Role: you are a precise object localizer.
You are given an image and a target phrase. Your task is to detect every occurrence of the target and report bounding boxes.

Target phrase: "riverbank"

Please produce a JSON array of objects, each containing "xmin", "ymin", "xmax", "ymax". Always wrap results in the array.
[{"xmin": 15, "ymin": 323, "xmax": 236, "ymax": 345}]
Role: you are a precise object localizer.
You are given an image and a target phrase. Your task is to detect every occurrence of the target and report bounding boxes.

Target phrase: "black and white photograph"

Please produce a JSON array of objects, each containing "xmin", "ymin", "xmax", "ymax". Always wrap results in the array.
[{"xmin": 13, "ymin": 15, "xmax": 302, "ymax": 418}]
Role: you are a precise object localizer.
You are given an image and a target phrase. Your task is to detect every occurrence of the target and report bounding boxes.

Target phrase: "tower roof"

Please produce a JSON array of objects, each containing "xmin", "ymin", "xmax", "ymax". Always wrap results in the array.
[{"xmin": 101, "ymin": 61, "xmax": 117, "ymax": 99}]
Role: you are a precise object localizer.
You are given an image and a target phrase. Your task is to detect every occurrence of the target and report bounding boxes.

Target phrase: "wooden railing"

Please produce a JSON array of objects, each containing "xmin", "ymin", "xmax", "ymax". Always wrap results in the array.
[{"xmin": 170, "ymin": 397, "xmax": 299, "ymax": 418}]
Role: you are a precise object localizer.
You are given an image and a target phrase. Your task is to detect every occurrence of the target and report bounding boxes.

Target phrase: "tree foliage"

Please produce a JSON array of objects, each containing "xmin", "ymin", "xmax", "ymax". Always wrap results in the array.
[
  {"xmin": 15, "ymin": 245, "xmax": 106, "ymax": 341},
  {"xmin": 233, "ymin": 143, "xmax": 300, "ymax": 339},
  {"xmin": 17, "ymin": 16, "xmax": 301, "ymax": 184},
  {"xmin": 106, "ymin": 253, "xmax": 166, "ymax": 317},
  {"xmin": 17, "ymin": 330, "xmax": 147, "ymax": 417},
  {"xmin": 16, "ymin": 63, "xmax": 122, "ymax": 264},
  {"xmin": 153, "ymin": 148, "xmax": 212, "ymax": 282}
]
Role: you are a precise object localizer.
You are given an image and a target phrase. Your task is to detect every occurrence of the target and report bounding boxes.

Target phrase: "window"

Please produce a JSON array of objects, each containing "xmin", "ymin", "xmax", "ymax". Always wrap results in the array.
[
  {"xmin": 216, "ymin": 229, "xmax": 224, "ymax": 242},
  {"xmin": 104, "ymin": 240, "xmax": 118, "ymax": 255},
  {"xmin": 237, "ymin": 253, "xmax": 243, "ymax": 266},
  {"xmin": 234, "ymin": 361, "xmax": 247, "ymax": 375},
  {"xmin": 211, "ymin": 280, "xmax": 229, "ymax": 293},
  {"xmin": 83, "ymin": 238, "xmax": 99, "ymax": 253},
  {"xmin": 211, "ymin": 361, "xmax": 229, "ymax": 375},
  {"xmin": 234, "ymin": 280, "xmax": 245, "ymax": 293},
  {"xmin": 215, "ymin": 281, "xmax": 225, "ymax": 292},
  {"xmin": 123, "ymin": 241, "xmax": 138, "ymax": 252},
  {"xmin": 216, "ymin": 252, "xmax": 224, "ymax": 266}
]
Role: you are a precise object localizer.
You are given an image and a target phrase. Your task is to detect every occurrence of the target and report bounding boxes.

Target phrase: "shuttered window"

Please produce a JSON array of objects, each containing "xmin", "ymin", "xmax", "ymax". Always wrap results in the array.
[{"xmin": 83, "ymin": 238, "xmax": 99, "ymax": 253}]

_ _ _ _ _

**TASK DIRECTIONS**
Which lines in the records contain the string "window"? Copy out each of those lines in full.

**WRITTEN SOLUTION**
Target phrase: "window"
Target phrase: "shuttered window"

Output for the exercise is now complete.